**Task:** Format the lines of the material below as a JSON list of strings, one string per line and no blank lines, taking everything from the line containing "trees in the image above." down to the line containing "[[95, 77, 135, 113], [177, 64, 240, 124]]", both of those included.

Entries taken from a collection:
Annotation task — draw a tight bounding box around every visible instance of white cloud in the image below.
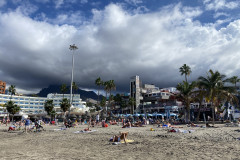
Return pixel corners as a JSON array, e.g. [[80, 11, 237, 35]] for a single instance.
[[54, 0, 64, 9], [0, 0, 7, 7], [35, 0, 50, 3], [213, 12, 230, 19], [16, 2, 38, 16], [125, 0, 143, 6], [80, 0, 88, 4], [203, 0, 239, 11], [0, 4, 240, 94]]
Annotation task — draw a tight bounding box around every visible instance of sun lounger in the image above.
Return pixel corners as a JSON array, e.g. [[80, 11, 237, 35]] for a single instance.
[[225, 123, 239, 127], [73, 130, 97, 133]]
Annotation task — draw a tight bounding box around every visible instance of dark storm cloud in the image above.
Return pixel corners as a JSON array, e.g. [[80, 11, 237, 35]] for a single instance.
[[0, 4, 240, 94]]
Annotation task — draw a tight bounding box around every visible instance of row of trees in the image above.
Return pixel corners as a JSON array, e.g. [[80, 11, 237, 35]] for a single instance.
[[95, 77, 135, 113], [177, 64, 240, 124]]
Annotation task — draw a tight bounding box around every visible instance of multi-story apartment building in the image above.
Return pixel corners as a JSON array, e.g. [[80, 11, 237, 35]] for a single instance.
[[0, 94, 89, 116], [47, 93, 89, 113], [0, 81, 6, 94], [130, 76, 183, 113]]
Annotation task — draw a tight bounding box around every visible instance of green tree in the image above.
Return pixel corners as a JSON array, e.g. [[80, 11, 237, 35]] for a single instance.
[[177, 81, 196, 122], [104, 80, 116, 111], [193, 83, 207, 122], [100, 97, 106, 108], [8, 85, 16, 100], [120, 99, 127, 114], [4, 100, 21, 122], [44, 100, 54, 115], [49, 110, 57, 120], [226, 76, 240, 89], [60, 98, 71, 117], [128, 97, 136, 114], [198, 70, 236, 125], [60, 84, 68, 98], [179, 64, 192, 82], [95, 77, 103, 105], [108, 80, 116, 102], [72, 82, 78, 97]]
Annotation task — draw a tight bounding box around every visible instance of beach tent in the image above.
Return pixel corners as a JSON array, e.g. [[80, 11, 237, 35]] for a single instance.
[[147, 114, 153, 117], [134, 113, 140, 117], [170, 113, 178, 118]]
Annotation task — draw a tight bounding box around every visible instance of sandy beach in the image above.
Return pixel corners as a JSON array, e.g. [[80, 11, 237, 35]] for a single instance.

...

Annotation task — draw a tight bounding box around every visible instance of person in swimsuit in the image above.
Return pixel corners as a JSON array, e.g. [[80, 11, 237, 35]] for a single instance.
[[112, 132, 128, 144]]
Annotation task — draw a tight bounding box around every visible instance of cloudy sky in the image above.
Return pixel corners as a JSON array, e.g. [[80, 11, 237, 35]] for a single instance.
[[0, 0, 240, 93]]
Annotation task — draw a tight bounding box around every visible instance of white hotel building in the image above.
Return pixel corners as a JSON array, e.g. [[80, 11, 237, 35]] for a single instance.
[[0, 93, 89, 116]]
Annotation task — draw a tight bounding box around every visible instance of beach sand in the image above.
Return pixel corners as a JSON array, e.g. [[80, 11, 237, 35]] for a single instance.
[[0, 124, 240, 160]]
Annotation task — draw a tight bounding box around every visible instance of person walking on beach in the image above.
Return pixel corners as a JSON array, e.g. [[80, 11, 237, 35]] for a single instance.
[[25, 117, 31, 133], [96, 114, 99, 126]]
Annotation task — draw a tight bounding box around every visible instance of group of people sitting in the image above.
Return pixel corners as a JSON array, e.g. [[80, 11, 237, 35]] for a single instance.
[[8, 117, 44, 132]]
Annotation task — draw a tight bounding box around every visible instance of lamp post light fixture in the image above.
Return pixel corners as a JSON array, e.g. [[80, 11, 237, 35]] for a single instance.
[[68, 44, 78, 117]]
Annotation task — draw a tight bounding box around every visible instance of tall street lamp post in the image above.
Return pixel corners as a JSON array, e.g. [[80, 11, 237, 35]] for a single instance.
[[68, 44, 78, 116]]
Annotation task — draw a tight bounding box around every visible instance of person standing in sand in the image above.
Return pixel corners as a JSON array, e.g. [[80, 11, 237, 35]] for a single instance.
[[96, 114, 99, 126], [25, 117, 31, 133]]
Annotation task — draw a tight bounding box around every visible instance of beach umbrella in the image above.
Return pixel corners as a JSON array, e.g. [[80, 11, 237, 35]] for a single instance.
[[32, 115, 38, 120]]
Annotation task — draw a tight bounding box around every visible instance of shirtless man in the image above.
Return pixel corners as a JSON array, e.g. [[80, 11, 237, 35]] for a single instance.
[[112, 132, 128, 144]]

**Expected answer:**
[
  "Annotation task — draw a tight bounding box around every visible instance of row of trees in the image above.",
  "Return pixel corners as a JSON array, e.g. [[80, 11, 237, 35]] for a single instance.",
  "[[95, 77, 135, 113], [177, 64, 240, 124]]"
]